Stated task — Recast the rows below as a JSON list of strings, one string per line and with blank lines left out. Leave the pictures out of the list.
*-*-*
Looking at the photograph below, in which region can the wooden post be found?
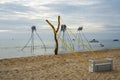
[46,16,60,55]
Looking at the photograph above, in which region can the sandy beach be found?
[0,49,120,80]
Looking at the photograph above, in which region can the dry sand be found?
[0,49,120,80]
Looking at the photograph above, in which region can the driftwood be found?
[46,16,60,55]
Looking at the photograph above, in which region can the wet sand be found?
[0,49,120,80]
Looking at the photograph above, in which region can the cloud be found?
[0,30,11,33]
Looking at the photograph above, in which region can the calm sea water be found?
[0,31,120,59]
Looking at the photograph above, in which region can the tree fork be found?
[46,16,60,55]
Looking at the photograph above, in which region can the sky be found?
[0,0,120,38]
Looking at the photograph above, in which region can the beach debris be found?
[21,26,46,55]
[89,58,113,72]
[46,16,60,55]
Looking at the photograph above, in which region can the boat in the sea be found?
[90,39,99,43]
[113,39,119,41]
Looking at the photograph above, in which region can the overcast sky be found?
[0,0,120,39]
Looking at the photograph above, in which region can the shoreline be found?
[0,49,120,80]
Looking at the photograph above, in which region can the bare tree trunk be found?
[46,16,60,55]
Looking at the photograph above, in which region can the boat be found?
[90,39,99,43]
[113,39,119,41]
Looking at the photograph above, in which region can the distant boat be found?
[113,39,119,41]
[90,39,99,43]
[100,44,104,47]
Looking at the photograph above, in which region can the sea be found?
[0,29,120,59]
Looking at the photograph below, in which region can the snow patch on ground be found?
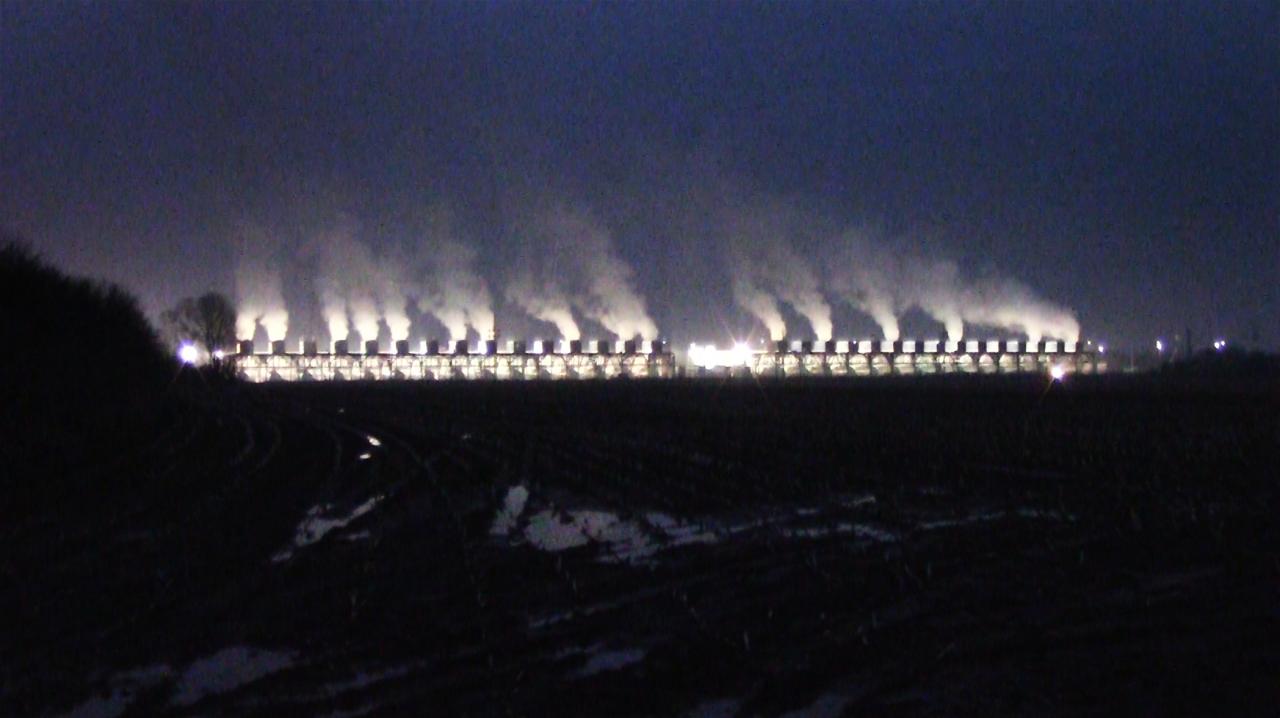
*-*-*
Final answer —
[
  "Looking at the photograph below, in which region can the wooden post be found?",
  "[46,16,60,55]",
  "Looking at the photograph above, in which region can the sandy beach be found?",
  "[0,49,120,80]",
  "Looking at the photograph above, in which region can the dry sand be found?",
  "[0,49,120,80]",
  "Looking at the photograph above, in which region can the driftwood be found?",
  "[46,16,60,55]",
  "Looking at the photograph above, in which region can the wet sand be found?",
  "[0,49,120,80]",
  "Looking at the photograph above, in which region can the cloud be found?",
  "[0,30,11,33]",
  "Looking at the photograph above, in which region can the calm sea water be found?",
  "[0,31,120,59]",
  "Looking at the photograph above, in which region can the tree fork be found?",
  "[46,16,60,55]",
  "Looking at the photograph above, in which region can the sky be found?",
  "[0,0,120,38]",
  "Looking at the photograph above, in which region can the beach debris be found?",
  "[21,26,46,55]",
  "[89,58,113,72]",
  "[46,16,60,55]",
  "Looking at the photograph above, in which region can the boat in the sea be found?",
  "[90,39,99,43]",
  "[113,39,119,41]",
  "Looking at the photograph above, in which region can the overcast sky be found?",
  "[0,0,120,39]",
  "Looking at the photograph above, in which region can the shoreline be found?",
  "[0,49,120,80]",
  "Looking at the photograph above, in which region can the bare tree trunk be found?",
  "[46,16,60,55]",
  "Looking at the photograph above, in which region can the boat be found?",
  "[90,39,99,43]",
  "[113,39,119,41]",
  "Looking at the photograph above, in which region can the distant boat be found?",
  "[113,39,119,41]",
  "[90,39,99,43]",
  "[100,44,104,47]",
  "Looking at the photograph above, in which region can the sea be found?",
  "[0,29,120,59]",
  "Looking at the photograph below, in which region can the snow patch on ground be found?"
]